**INSTRUCTIONS FOR THE TASK**
Reproduce the following material line for line, without changing a single character.
•••••
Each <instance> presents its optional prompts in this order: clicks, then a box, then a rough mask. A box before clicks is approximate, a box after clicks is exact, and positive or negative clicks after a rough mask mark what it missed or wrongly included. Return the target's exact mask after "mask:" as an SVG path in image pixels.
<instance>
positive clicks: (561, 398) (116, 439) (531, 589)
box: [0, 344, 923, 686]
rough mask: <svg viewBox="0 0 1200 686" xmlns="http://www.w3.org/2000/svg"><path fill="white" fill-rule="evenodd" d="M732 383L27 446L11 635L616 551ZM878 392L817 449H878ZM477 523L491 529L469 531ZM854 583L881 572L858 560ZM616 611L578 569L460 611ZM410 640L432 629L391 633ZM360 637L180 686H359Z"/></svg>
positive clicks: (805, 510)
•••••
**RESULT**
Each <instance> presents its optional prompts in this order: clicks, then a box, then a rough mask. A box before clicks is approximate, a box after clicks is exact, and positive or negative clicks after a rough mask mark what it missed or wrongly included. Return the target's exact mask after "mask:" as an SVG path in image pixels.
<instance>
positive clicks: (561, 398) (116, 439) (531, 589)
box: [0, 344, 923, 686]
rough mask: <svg viewBox="0 0 1200 686" xmlns="http://www.w3.org/2000/svg"><path fill="white" fill-rule="evenodd" d="M732 383L27 446L11 635L616 551ZM878 392L817 449H878ZM477 523L491 529L469 531ZM854 583L881 572L858 560ZM616 611L578 569L460 611ZM410 640L432 629L391 633ZM360 637L180 686H359Z"/></svg>
positive clicks: (805, 510)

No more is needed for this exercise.